━━━ SELECTED TEXT ━━━

JULIA
****
Director: Julie Cohen & Betsy West
Principal cast:
Julia Child
Paul Child
Charles Gibson
José Andrés
Ina Garten
Jacques Pepin
Country: USA
Classification: M
Runtime: 95 mins.
Australian release date: 4 November 2021.
With her distinctive voice, impressive stature (190 cm, 6’3” in the old language) and quirky presentation style, Julia Child was a fixture on US television for close to 40 years and was, almost single-handedly, responsible for teaching a generation of American woman how to cook French cuisine. It’s not overreach to state that she literally changed the way America approached and prepared food. In the late ‘50s and early ‘60s, when Child was embarking on her cooking career, most food in the USA was pre-packaged and pre-prepared and TV-type meals went straight from the freezer to the oven, to be consumed on your lap in front of the tele. After Child trained in Paris at the famous Cordon Bleu cooking school, she set out to change her country’s eating habits. Now, all this and much more, is examined in Julie Cohen & Betsy West’s new documentary, Julia. Cohen and West are, of course, the Oscar-nominated co-directors of the wonderful RBG from three years ago. If you liked that film, you’ll thoroughly enjoy this one, too.

━━━ GIVEN ENTRIES ━━━

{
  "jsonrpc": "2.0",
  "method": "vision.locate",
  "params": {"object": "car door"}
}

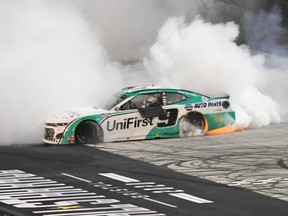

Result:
[101,93,162,141]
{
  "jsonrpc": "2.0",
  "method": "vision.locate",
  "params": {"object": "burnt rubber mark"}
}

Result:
[277,159,288,169]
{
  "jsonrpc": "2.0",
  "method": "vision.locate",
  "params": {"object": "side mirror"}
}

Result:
[138,106,166,118]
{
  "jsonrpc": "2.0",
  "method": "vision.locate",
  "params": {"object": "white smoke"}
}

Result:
[144,17,280,127]
[0,0,137,144]
[0,0,287,144]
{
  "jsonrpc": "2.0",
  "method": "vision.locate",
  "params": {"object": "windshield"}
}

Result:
[104,94,126,110]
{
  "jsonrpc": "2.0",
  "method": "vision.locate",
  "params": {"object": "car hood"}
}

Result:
[46,107,108,122]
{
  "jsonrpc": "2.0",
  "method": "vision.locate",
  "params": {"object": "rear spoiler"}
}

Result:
[205,93,230,99]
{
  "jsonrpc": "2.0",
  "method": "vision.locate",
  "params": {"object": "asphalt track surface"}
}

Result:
[0,123,288,216]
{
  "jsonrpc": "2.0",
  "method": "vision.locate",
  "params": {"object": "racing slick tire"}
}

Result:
[179,112,206,137]
[75,120,103,144]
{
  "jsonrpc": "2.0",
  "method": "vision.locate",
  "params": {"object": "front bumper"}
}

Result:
[43,123,66,144]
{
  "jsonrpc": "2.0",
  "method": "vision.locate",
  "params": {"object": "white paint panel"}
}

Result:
[169,193,214,204]
[99,173,139,183]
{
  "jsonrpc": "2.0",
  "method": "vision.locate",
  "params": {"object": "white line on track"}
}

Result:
[169,193,213,204]
[61,173,92,183]
[143,198,178,208]
[99,173,139,183]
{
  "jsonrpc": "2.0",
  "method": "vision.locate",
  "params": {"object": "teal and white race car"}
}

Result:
[43,86,235,144]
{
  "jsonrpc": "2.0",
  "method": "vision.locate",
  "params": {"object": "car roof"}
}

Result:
[121,85,202,96]
[121,85,229,99]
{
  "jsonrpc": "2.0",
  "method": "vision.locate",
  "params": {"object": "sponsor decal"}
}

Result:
[194,101,222,109]
[214,114,223,123]
[107,117,153,131]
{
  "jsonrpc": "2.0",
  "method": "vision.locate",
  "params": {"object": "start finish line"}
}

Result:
[0,170,165,216]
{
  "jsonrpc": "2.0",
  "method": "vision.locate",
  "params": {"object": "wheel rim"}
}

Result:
[179,113,205,137]
[75,121,99,144]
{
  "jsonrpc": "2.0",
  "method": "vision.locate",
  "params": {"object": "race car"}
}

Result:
[43,85,235,144]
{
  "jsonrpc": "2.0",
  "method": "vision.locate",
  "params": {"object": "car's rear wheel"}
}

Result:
[75,120,102,144]
[179,112,205,137]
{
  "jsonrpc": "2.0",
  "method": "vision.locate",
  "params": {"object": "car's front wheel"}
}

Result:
[75,120,102,144]
[179,112,205,137]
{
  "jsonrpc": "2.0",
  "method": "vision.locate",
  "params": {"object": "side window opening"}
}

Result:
[166,92,187,105]
[120,93,162,110]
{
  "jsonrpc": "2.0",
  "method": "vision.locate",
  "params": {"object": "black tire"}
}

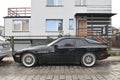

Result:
[21,53,37,67]
[0,57,4,61]
[81,53,96,67]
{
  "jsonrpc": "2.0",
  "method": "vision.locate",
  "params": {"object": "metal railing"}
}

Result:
[8,7,31,16]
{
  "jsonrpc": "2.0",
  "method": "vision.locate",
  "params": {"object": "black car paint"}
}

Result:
[13,38,110,64]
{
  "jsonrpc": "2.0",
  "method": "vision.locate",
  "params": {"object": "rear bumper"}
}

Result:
[13,55,21,63]
[0,50,12,57]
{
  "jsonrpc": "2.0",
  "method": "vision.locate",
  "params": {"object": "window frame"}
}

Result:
[46,0,63,7]
[75,0,86,6]
[75,38,86,48]
[54,38,75,49]
[12,19,29,32]
[69,18,74,30]
[46,19,63,32]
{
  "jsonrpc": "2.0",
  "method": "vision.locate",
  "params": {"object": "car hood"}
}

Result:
[17,45,47,52]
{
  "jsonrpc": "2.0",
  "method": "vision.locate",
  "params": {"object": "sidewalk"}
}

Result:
[105,56,120,61]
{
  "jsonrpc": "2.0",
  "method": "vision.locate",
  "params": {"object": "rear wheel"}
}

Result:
[0,57,4,61]
[21,53,37,67]
[81,53,96,67]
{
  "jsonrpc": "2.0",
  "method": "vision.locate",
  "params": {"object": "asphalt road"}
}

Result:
[0,57,120,80]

━━━

◆ WHAT IS REQUIRED: Retype the whole review of the documentary Julia, word for word. These entries were taken from a different source than the review.

◆ PROBLEM SOLUTION:
JULIA
****
Director: Julie Cohen & Betsy West
Principal cast:
Julia Child
Paul Child
Charles Gibson
José Andrés
Ina Garten
Jacques Pepin
Country: USA
Classification: M
Runtime: 95 mins.
Australian release date: 4 November 2021.
With her distinctive voice, impressive stature (190 cm, 6’3” in the old language) and quirky presentation style, Julia Child was a fixture on US television for close to 40 years and was, almost single-handedly, responsible for teaching a generation of American woman how to cook French cuisine. It’s not overreach to state that she literally changed the way America approached and prepared food. In the late ‘50s and early ‘60s, when Child was embarking on her cooking career, most food in the USA was pre-packaged and pre-prepared and TV-type meals went straight from the freezer to the oven, to be consumed on your lap in front of the tele. After Child trained in Paris at the famous Cordon Bleu cooking school, she set out to change her country’s eating habits. Now, all this and much more, is examined in Julie Cohen & Betsy West’s new documentary, Julia. Cohen and West are, of course, the Oscar-nominated co-directors of the wonderful RBG from three years ago. If you liked that film, you’ll thoroughly enjoy this one, too.